Late drama for Hearts 'faithful'

PAUL KIDDIE

THE Hearts supporters who started to drift towards the exits at Tynecastle with the Jambos trailing Dundee 2-0 with less than 20 minutes remaining clearly did not have as much faith in their team’s ability to turn things round as the players themselves.

Granted, the home side’s performance for most of the match had been unusually subdued as the Dark Blues looked comfortably set to take all three points back across the Forth Road Bridge to the City of Discovery.

With goals from Nacho Novo and Gavin Rae having put Jim Duffy’s outfit firmly in the driving seat on Saturday, the Gorgie faithful had understandably grown rather restless with nothing happening on the park for over an hour to suggest the hosts were capable of reducing that deficit.

However, Craig Levein’s team is nothing if not gallant and just when it appeared for all the world as if his players would slide to a surprising defeat, Steven Pressley & Co dug deep to rescue a point with two goals in the space of eight minutes and came close to even snatching what would have been the most unlikely of victories given what had gone before.

On first inspection a 2-2 draw at home against a team which had lost on seven of its previous eight visits to Tynecastle would normally be regarded by Levein as two vital league points dropped.

But not on this occasion.

And such was the rapid late swing in fortunes that the Hearts chief probably headed home after the match feeling as if he had actually won the game.

"It’s a crazy game," he said. "We didn’t start playing until 15 minutes into the second half. In an attacking sense we didn’t click at all in the first half and didn’t look like getting a goal.

"If you’d have asked me before the game if I’d have settled for 2-2, I’d have said ‘no’ as I wanted to win. But with half-an-hour to go I’d have bitten your arm off for a point!

"But these are the same guys who last season, under extremely difficult circumstances, scored a lot of late goals in a lot of games. It’s in them to do it and it was as if a switch was flicked and all of a sudden we looked like a team which is third best in the league playing with the urgency that is required to be third best."

A number of things could have been responsible for the flicking of that switch but Levein’s use of his substitutes was a hugely significant factor.

Jean-Louis Valois came on for Paul Hartley after 51 minutes and immediately provided a more natural balance on the left-hand side of the park, Graham Weir’s 61st-minute replacement of the largely ineffectual Dennis Wyness gave the Dundee defence a much different kind of headache while Stephen Simmons stepping off the bench for Neil MacFarlane after 69 minutes gave the midfield a more attacking look.

Suddenly Hearts looked a completely different proposition.

Novo had put the visitors ahead on the quarter-of-and-hour mark, just four minutes after Wyness had wasted a golden opportunity when he scooped Patrick Kisnorbo’s pass over the top from a good position.

Uncharacteristically, the opener was a disaster for the home defence. In front of the watching Scotland boss Berti Vogts, Andy Webster made a nonsense of a clearance on the edge of his box and Novo was onto it in a flash.

MATERIAL SHOWN:
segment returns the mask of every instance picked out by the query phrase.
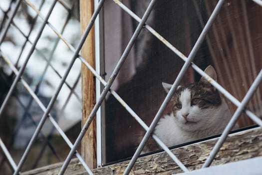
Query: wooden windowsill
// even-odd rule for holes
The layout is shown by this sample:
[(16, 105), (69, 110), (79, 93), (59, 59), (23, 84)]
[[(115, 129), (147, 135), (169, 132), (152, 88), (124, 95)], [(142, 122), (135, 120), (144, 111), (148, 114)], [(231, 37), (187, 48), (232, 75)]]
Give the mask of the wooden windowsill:
[[(218, 138), (172, 150), (172, 152), (189, 168), (199, 168)], [(233, 134), (228, 137), (212, 166), (262, 156), (262, 130), (260, 128)], [(95, 174), (122, 174), (129, 161), (94, 169)], [(62, 164), (58, 163), (22, 173), (29, 174), (57, 174)], [(140, 158), (130, 174), (170, 174), (182, 172), (169, 156), (161, 152)], [(87, 174), (76, 159), (72, 160), (65, 174)]]

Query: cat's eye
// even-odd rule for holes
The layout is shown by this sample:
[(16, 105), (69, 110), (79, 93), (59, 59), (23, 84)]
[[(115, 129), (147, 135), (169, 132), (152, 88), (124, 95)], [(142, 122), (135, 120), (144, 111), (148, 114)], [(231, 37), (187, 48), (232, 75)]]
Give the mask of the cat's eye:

TASK REQUIREMENTS:
**1.** In the match report on the Hearts–Dundee game, who came on for Paul Hartley, and after how many minutes?
**2.** Continue the match report on the Hearts–Dundee game from the point where it stops.

RESULTS FOR EACH TASK:
**1.** Jean-Louis Valois, after 51 minutes.

**2.**
The little Spaniard still had plenty to do and Tepi Moilanen will be disappointed he didn’t do better as the striker’s shot found its way past his dive and into the back of the net.

Summer signing Wyness is still to convince the majority of Hearts fans that he is the natural strike partner for Mark de Vries and the punters were on his case again as the interval approached when Hartley picked him out beautifully in the area only for the front man to send his header over the top.

The boos which rang out from the stands when John Underhill brought the first 45 minutes to a close underlined the home support’s growing displeasure at what they had seen but Levein was at pains to stress afterwards that fans don’t do the team any favours when they are quick to get on the players’ backs.

"One of the things about Tynecastle is that the atmosphere is brilliant when things are going well and we are constantly telling the players to start well because if we don’t there is an element of the support here which is quick to criticise," he said. "The players are edgy and then the fans become edgy and it comes back to the players again. We looked like a very nervous team in the first half and guys who normally pass the ball very comfortably made some poor decisions.

"We had an effect on the crowd and consequently they had an effect on us."

Worse was to come for those disgruntled punters after the break when another defensive slip by Webster saw Rae clean through on Moilanen and the midfielder tucked the ball behind the Finn with the minimum of fuss with 64 minutes on the clock.

The writing now appeared to be on the wall for Levein’s men but as they proved so often last season, write them off at your peril.

The Jambos’ three second-half substitutes combined to half the deficit in the 73rd minute, Valois and Simmons setting up youngster Weir, whose first-time finish from inside the box belied his tender age.

With a whiff of something tangible suddenly in their nostrils, Hearts stormed towards Julian Speroni’s goal and Phil Stamp headed wide after good work from Simmons. Nine minutes from time, the comeback was complete.

Valois sent in a corner from the right after Speroni had needlessly conceded a flag kick and Pressley rose unchallenged to power home the equaliser.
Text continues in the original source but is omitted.